======== FRAGMENTO PROPORCIONADO
El Catolicismo casa mal con la idiosincrasia nacionalista, basada, precisamente en la afirmación de un “nosotros” frente a “ellos”. El nacionalismo, por naturaleza, por impulso de su propia dinámica, es diferenciador
Catolicismo y Nacionalismo, desde un punto
de vista conceptual, haciendo abstracción de su dimensión histórica, en
la medida siempre limitada en que esto es posible, son dos sistemas
(vamos a llamarlos así, en un sentido muy genérico) distintos y, en
algunas cosas, contrarios e incompatibles.
Una
de las médulas más íntimas y esenciales del Catolicismo es su
universalidad radical. De hecho, es la primera vez en la historia del
hombre en que este universalismo se plantea en toda su radicalidad. Hay
magníficas semillas de esta idea ya sembradas en el fértil campo de la
cultura clásica greco-latina. El Estoicismo, la filosofía de Platón y
Aristóteles, la profundidad ética de lo que conocemos de Sócrates: todo
esto está muy bien, pero es el mensaje de Cristo y su misma persona
quien establece la dignidad radical de “todos” (ni judío ni gentil, ni
esclavo ni libre, ni hombre ni mujer, como dice el famoso texto
paulino) los seres humanos.
================
> ENUNCIADO
Transcribe del fragmento sobre catolicismo y nacionalismo el pasaje que va desde "El Catolicismo casa" hasta "contrarios e incompatibles.", ambos incluidos. Para resolver, apóyate solo en el fragmento.
======== ENTRADAS SUMINISTRADAS
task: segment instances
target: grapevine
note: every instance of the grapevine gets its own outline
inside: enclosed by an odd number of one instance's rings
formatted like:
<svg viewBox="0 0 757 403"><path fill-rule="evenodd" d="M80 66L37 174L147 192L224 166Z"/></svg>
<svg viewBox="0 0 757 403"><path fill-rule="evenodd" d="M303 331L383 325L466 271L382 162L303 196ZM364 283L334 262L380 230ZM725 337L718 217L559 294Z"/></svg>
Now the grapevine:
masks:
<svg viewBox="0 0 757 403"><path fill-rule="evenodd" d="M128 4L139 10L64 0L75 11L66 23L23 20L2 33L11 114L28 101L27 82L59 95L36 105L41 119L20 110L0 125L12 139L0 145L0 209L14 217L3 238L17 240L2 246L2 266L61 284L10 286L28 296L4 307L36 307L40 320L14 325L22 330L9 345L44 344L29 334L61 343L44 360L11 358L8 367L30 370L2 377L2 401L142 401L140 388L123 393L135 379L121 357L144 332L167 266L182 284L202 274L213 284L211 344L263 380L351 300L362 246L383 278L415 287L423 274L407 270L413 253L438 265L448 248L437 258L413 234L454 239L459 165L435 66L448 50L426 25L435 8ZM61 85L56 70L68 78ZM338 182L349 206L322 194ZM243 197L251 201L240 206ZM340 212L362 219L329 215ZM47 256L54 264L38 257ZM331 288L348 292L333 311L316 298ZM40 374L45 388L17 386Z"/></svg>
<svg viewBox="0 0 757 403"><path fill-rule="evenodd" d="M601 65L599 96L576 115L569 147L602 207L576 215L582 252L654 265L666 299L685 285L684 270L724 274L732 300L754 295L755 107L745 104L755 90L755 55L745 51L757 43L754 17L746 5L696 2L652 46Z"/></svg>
================
> RESPUESTA PROPUESTA
El Catolicismo casa mal con la idiosincrasia nacionalista, basada, precisamente en la afirmación de un “nosotros” frente a “ellos”. El nacionalismo, por naturaleza, por impulso de su propia dinámica, es diferenciador
Catolicismo y Nacionalismo, desde un punto
de vista conceptual, haciendo abstracción de su dimensión histórica, en
la medida siempre limitada en que esto es posible, son dos sistemas
(vamos a llamarlos así, en un sentido muy genérico) distintos y, en
algunas cosas, contrarios e incompatibles.